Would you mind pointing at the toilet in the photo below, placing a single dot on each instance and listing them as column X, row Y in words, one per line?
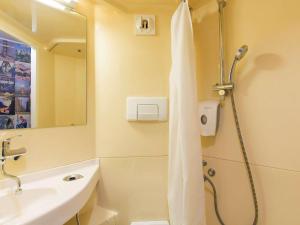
column 150, row 223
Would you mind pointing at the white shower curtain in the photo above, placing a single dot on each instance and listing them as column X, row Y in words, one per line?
column 186, row 185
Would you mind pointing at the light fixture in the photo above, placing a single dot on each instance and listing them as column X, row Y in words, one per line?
column 53, row 4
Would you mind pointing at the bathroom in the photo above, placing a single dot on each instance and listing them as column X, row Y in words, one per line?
column 115, row 62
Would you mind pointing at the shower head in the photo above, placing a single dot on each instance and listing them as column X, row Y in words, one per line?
column 221, row 3
column 242, row 51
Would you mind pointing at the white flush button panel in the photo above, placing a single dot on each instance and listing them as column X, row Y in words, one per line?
column 145, row 25
column 209, row 117
column 147, row 109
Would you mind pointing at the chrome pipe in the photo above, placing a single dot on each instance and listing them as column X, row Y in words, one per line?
column 221, row 4
column 17, row 179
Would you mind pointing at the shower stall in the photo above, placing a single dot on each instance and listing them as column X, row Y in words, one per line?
column 225, row 88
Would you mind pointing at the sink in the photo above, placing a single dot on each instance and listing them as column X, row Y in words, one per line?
column 47, row 198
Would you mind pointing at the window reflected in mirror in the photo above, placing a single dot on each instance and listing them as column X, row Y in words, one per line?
column 42, row 65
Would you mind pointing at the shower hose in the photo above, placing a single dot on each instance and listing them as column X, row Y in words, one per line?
column 237, row 124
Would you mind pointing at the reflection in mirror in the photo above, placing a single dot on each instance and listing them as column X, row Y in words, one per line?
column 42, row 64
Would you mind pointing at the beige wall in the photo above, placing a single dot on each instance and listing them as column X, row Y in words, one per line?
column 52, row 147
column 134, row 155
column 68, row 71
column 267, row 100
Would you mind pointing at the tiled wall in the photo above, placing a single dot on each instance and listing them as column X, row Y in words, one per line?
column 267, row 101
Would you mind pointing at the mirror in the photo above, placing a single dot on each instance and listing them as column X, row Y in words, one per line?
column 42, row 64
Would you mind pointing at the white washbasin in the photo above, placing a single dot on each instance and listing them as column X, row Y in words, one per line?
column 46, row 198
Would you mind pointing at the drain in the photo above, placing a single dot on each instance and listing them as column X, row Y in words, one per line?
column 73, row 177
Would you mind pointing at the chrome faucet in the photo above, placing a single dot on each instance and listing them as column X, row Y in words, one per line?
column 8, row 153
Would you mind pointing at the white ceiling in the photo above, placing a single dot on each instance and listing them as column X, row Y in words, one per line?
column 136, row 4
column 57, row 24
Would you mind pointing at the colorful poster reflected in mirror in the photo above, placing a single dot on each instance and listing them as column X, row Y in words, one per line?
column 15, row 83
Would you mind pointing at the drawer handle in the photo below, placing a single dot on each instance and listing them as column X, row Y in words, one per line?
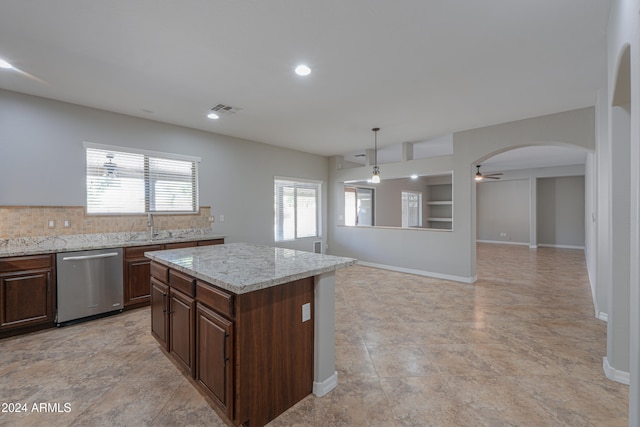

━━━━━━━━━━━━━━━━━━━━━━━━━━━━━━

**BRIEF**
Rewrite every line of the records above as a Markdown table with the columns Row and Line, numbering the rows in order and skipping blank lines. Leave the pictures out of the table.

**PROBLEM SOLUTION**
| Row | Line |
|---|---|
| 1 | Would you mind pointing at the toilet in the photo below, placing a single dot on each instance and listing them as column X, row Y in words, one per line? |
| 2 | column 150, row 223 |
| 3 | Would you mind pointing at the white shower curtain in the photo above, placing a single dot on each instance and listing them as column X, row Y in words, one per line? |
| 4 | column 186, row 185 |
| 5 | Would you mind pointing at the light fixture in the photo above, placing a single dot on each instance and listing them as column X, row Y in words, one per line? |
| 6 | column 53, row 4 |
| 7 | Would you mind pointing at the bathroom in the photo above, placing a single dot on each instance and listing them as column X, row Y in words, one per line? |
| 8 | column 115, row 62 |
| 9 | Would you mind pointing at the shower head in the photo above, placing a single dot on each instance and listing them as column X, row Y in words, one per line? |
| 10 | column 221, row 3 |
| 11 | column 242, row 51 |
| 12 | Would you mind pointing at the white flush button panel in the photo above, placing a single dot on each instance and listing them as column X, row Y in words, one per line? |
| 13 | column 145, row 25 |
| 14 | column 209, row 117 |
| 15 | column 147, row 109 |
| 16 | Would you mind pointing at the chrome pipe in the photo above, placing a single dot on each instance and listing them as column X, row Y in words, one per line? |
| 17 | column 221, row 4 |
| 18 | column 17, row 179 |
| 19 | Would you mind pointing at the shower stall in the photo above, placing a single dot on each instance and listing them as column X, row Y in words, one per line? |
| 20 | column 225, row 88 |
| 21 | Would you mind pointing at the sink in the photo above, placing a single dot on each instance and listing them as column X, row Y in words, one per line? |
| 22 | column 47, row 198 |
| 23 | Would you mind pointing at the window reflected in mirror in the photo above, placing a single dot on each instance and listing them as column X, row Y in words, one per line? |
| 24 | column 42, row 65 |
| 25 | Would you mind pointing at the shower hose in the photo above, placing a single dot on each instance and listing them as column X, row Y in words, one per line? |
| 26 | column 237, row 124 |
| 27 | Would you mind pointing at the reflection in mirror in the photo above, placing a single dot on each instance and listing them as column X, row Y in words, one per line? |
| 28 | column 42, row 64 |
| 29 | Would you mind pointing at the beige wall in the photo above, placing a single dot on each instance and listing them as column X, row Y in words, one per line? |
| 30 | column 52, row 147 |
| 31 | column 134, row 155 |
| 32 | column 68, row 71 |
| 33 | column 267, row 100 |
| 34 | Would you mind pointing at the tiled wall in the photo above, placing a single dot on each instance and listing them as column X, row Y in words, one per line? |
| 35 | column 267, row 101 |
| 36 | Would you mind pointing at the mirror in the photo above, placing a single dot on each instance and listing them as column X, row Y in words, one per line? |
| 37 | column 42, row 64 |
| 38 | Would you mind pointing at the white washbasin in the photo above, placing a single dot on each instance and listing them as column X, row Y in words, one per line? |
| 39 | column 46, row 198 |
| 40 | Would you mind pointing at the drain in the photo above, placing a single dot on each instance and listing them as column X, row Y in words, one per line? |
| 41 | column 73, row 177 |
| 42 | Would you mind pointing at the chrome faucet in the photo above, placing a single dot on each instance and listing them as column X, row Y in words, one per line? |
| 43 | column 8, row 153 |
| 44 | Would you mind pointing at the white ceiling in the photo above, placing a single dot on each instance and listing them as column X, row Y in words, one per line? |
| 45 | column 136, row 4 |
| 46 | column 57, row 24 |
| 47 | Would you mind pointing at the colorful poster reflected in mirror in the photo above, placing a single dot on each instance and listing them as column X, row Y in words, one per line? |
| 48 | column 15, row 83 |
| 49 | Would you mind pointing at the drawer handle in the photo below, placing a single dot on each instance and listing them as column X, row Y in words, one per line? |